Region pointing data
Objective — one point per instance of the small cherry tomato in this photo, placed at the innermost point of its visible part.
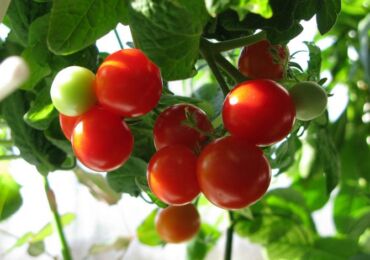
(169, 128)
(310, 100)
(67, 124)
(176, 224)
(232, 173)
(260, 111)
(172, 175)
(101, 140)
(72, 91)
(128, 83)
(263, 60)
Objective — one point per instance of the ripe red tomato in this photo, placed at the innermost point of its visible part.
(172, 175)
(263, 60)
(101, 140)
(260, 111)
(232, 173)
(128, 83)
(67, 124)
(170, 130)
(176, 224)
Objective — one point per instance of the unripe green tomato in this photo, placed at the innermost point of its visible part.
(72, 91)
(310, 100)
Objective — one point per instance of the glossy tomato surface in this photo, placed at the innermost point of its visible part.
(128, 83)
(169, 128)
(176, 224)
(101, 140)
(260, 111)
(72, 90)
(172, 175)
(67, 124)
(232, 173)
(263, 60)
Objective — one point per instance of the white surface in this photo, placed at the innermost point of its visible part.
(14, 71)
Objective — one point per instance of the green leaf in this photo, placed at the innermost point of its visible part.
(306, 9)
(215, 7)
(75, 25)
(32, 144)
(364, 28)
(146, 232)
(169, 33)
(55, 135)
(42, 111)
(313, 190)
(243, 7)
(120, 244)
(205, 240)
(47, 230)
(281, 222)
(332, 248)
(123, 180)
(10, 197)
(284, 153)
(36, 248)
(327, 12)
(329, 157)
(36, 54)
(98, 186)
(21, 13)
(352, 210)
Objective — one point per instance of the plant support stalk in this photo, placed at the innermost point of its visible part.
(57, 220)
(118, 38)
(229, 237)
(208, 56)
(238, 43)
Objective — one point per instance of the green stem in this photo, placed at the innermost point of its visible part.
(229, 69)
(229, 237)
(207, 55)
(57, 220)
(118, 38)
(7, 143)
(238, 43)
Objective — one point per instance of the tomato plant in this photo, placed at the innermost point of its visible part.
(170, 127)
(233, 174)
(263, 60)
(72, 90)
(67, 124)
(128, 83)
(176, 224)
(260, 111)
(309, 99)
(172, 175)
(187, 52)
(101, 140)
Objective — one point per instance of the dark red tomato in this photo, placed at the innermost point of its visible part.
(263, 60)
(169, 128)
(67, 124)
(176, 224)
(260, 111)
(101, 140)
(172, 175)
(128, 83)
(232, 173)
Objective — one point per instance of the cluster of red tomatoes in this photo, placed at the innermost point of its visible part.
(231, 171)
(127, 84)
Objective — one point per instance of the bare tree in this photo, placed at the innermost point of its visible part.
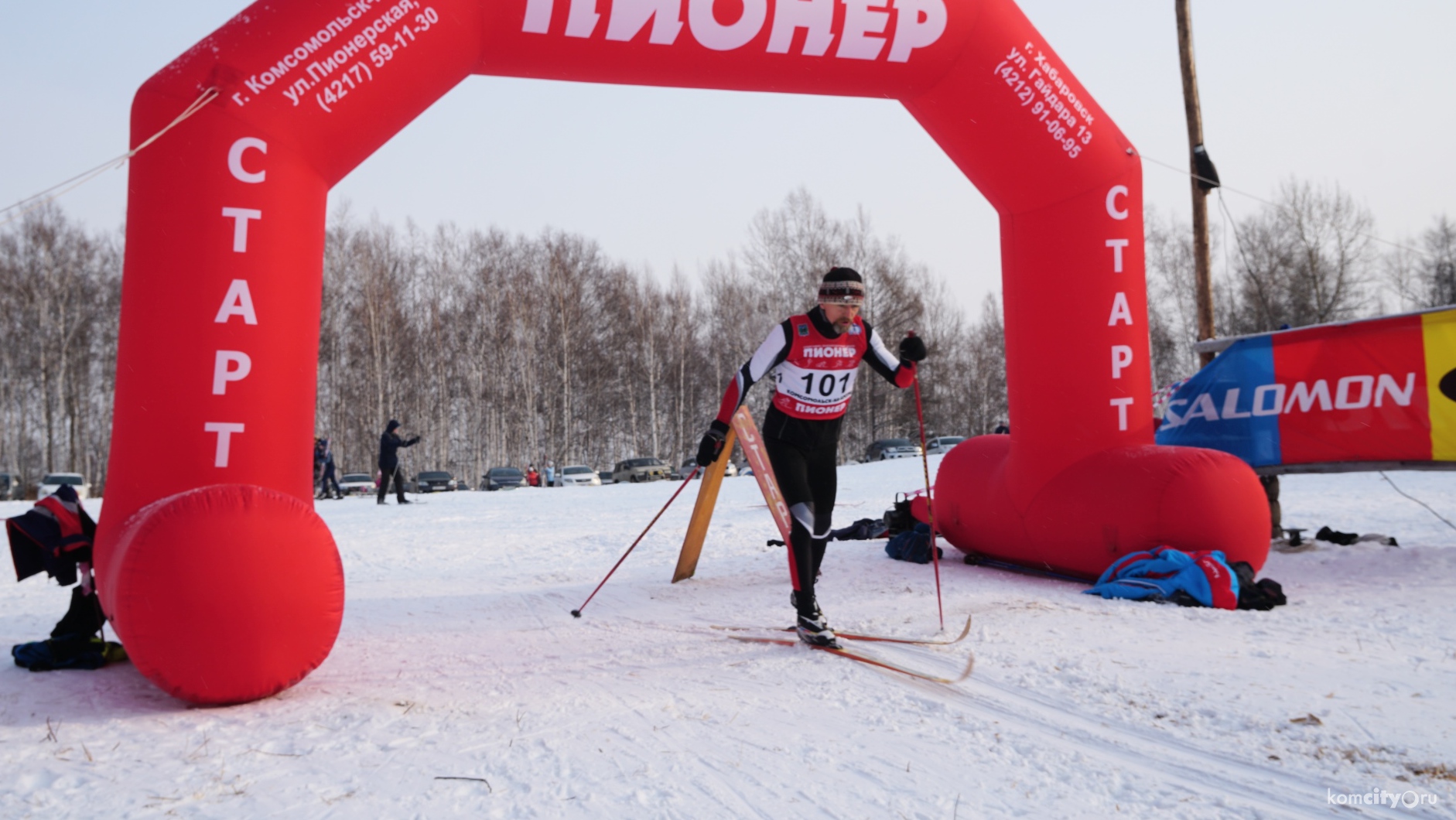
(1426, 278)
(1307, 261)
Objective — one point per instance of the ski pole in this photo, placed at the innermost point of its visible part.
(686, 481)
(929, 503)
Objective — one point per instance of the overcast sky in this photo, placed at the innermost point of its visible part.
(1330, 91)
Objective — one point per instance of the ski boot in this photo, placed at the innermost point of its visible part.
(815, 633)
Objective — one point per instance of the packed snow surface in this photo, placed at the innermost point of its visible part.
(460, 685)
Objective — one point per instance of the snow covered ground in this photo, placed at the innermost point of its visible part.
(457, 658)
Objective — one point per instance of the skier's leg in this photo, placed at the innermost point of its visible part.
(823, 483)
(791, 470)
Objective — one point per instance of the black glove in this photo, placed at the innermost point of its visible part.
(912, 348)
(713, 443)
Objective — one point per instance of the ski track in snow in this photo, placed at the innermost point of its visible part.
(457, 658)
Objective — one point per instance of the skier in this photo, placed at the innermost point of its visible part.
(817, 356)
(389, 445)
(328, 478)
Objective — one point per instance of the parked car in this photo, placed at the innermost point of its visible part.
(640, 470)
(577, 475)
(942, 445)
(503, 478)
(891, 449)
(434, 481)
(50, 483)
(357, 484)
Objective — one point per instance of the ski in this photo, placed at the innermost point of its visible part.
(868, 638)
(863, 658)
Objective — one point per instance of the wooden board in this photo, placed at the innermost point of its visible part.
(703, 511)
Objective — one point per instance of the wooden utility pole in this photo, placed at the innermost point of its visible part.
(1201, 181)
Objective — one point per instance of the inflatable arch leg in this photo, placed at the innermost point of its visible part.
(220, 577)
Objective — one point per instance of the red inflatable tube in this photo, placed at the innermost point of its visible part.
(222, 579)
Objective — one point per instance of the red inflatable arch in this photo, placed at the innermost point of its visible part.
(219, 576)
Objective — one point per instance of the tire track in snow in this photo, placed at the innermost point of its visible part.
(1197, 770)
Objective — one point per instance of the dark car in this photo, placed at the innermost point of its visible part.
(942, 445)
(503, 478)
(640, 470)
(357, 484)
(434, 481)
(891, 449)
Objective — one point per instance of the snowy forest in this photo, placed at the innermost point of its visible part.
(510, 350)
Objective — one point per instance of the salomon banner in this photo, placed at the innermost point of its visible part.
(1357, 395)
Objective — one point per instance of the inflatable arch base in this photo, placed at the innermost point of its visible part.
(252, 618)
(1123, 500)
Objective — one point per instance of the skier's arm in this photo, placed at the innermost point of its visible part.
(884, 363)
(769, 354)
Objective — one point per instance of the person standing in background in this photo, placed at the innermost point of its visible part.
(389, 445)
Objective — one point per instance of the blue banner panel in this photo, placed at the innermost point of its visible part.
(1231, 405)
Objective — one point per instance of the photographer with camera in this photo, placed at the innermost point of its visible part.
(389, 445)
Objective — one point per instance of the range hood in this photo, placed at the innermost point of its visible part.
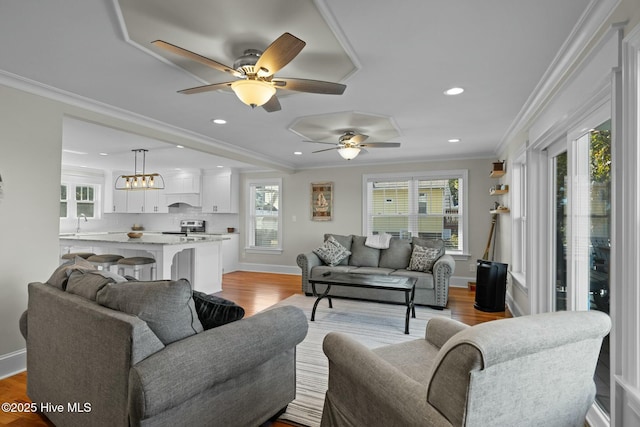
(175, 200)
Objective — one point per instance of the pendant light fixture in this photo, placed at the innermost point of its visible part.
(140, 181)
(349, 152)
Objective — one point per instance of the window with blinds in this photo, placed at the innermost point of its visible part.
(427, 206)
(265, 217)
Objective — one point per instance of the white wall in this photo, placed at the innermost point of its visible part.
(30, 150)
(302, 235)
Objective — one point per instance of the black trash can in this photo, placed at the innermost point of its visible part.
(491, 285)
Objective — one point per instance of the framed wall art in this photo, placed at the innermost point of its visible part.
(322, 201)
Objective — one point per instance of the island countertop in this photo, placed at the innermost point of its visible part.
(205, 271)
(147, 238)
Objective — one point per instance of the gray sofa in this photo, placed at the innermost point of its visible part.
(432, 289)
(118, 371)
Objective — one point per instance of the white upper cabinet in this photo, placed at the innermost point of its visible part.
(220, 192)
(182, 183)
(155, 201)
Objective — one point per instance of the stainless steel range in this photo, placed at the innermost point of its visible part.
(188, 226)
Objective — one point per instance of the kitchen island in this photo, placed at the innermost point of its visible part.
(205, 254)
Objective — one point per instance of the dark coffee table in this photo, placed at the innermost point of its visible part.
(390, 283)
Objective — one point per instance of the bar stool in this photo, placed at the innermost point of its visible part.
(72, 255)
(137, 264)
(104, 261)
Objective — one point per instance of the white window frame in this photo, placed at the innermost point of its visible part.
(519, 240)
(64, 184)
(461, 174)
(250, 215)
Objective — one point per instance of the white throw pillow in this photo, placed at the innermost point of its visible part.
(331, 252)
(422, 259)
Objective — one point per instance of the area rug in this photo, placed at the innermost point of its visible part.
(372, 324)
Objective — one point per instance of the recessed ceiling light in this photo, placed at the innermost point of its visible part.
(454, 91)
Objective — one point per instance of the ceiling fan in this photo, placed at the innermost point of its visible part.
(256, 84)
(350, 144)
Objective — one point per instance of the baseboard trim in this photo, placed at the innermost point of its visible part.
(13, 363)
(455, 281)
(269, 268)
(514, 308)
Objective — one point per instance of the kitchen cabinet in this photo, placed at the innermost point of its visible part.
(119, 201)
(230, 248)
(135, 200)
(155, 201)
(182, 183)
(220, 192)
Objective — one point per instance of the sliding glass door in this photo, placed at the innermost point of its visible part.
(581, 231)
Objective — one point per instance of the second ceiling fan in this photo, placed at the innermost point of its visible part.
(256, 84)
(350, 144)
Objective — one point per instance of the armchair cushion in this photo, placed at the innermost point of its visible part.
(331, 251)
(87, 283)
(167, 306)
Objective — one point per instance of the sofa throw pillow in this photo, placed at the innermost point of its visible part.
(61, 274)
(344, 241)
(167, 306)
(214, 311)
(331, 252)
(87, 283)
(422, 259)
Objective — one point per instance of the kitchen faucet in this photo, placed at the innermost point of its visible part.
(85, 220)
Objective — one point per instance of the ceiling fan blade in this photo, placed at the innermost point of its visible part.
(321, 142)
(272, 105)
(195, 57)
(326, 149)
(381, 144)
(278, 54)
(358, 138)
(311, 86)
(205, 88)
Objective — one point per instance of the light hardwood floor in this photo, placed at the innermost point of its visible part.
(254, 292)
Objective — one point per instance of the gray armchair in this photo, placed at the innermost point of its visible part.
(113, 368)
(528, 371)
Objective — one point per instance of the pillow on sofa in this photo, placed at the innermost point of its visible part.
(87, 283)
(61, 274)
(166, 306)
(397, 256)
(429, 243)
(214, 311)
(331, 252)
(362, 255)
(422, 259)
(344, 241)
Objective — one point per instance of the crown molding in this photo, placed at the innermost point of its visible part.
(574, 46)
(233, 152)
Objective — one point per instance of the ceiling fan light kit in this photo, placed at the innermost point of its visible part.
(140, 181)
(256, 85)
(349, 153)
(350, 144)
(254, 93)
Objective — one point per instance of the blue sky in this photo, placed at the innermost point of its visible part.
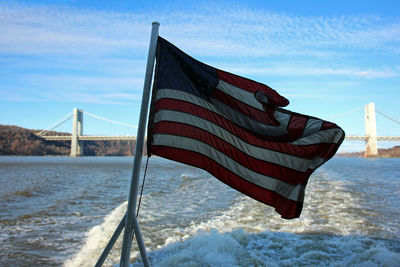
(326, 57)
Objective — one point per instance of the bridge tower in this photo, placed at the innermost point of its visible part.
(77, 131)
(371, 143)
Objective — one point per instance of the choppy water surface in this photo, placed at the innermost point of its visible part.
(61, 211)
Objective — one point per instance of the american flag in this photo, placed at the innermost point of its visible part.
(236, 129)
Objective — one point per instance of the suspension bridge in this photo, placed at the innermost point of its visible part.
(76, 136)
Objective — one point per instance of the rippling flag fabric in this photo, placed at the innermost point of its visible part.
(236, 129)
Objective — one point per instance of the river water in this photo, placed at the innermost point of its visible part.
(57, 211)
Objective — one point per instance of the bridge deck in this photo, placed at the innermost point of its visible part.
(379, 138)
(91, 138)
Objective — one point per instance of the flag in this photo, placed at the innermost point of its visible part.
(236, 129)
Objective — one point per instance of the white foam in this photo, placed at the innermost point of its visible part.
(97, 239)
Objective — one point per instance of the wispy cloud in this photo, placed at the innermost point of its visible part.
(100, 56)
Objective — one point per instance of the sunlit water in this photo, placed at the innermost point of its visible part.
(62, 211)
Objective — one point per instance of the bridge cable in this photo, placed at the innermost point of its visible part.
(55, 125)
(386, 116)
(344, 113)
(115, 122)
(141, 191)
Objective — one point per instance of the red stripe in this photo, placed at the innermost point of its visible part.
(253, 86)
(260, 166)
(247, 110)
(308, 152)
(296, 126)
(288, 209)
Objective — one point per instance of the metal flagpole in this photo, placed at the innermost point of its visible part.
(131, 223)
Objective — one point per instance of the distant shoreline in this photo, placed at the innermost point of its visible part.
(18, 141)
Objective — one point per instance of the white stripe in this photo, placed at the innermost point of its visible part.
(293, 192)
(230, 113)
(289, 161)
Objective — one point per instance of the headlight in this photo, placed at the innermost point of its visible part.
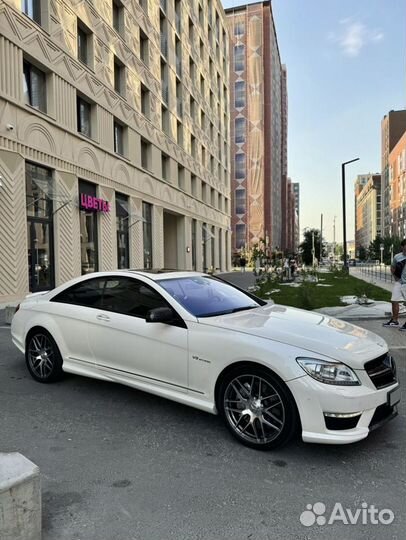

- **EXERCISE GOAL**
Return, exactly as they appear, the lines from the line containing "Objective — one point per instance of the metal" through the end of the records above, both ends included, without pictures.

- **TASK SOLUTION**
Objective — one point per instance of the metal flagpole in this photo, placed at the innermost point of its visible part.
(131, 223)
Objective — one point per instance of the distant shoreline in this photo, placed at the innermost point of its visible part.
(18, 141)
Objective — one point per instance of the white stripe in this photo, placed at the innermost point of its visible part.
(293, 192)
(230, 113)
(289, 161)
Objective — one point per instance of the headlight in this photo, placed at the innermost point of its visible part.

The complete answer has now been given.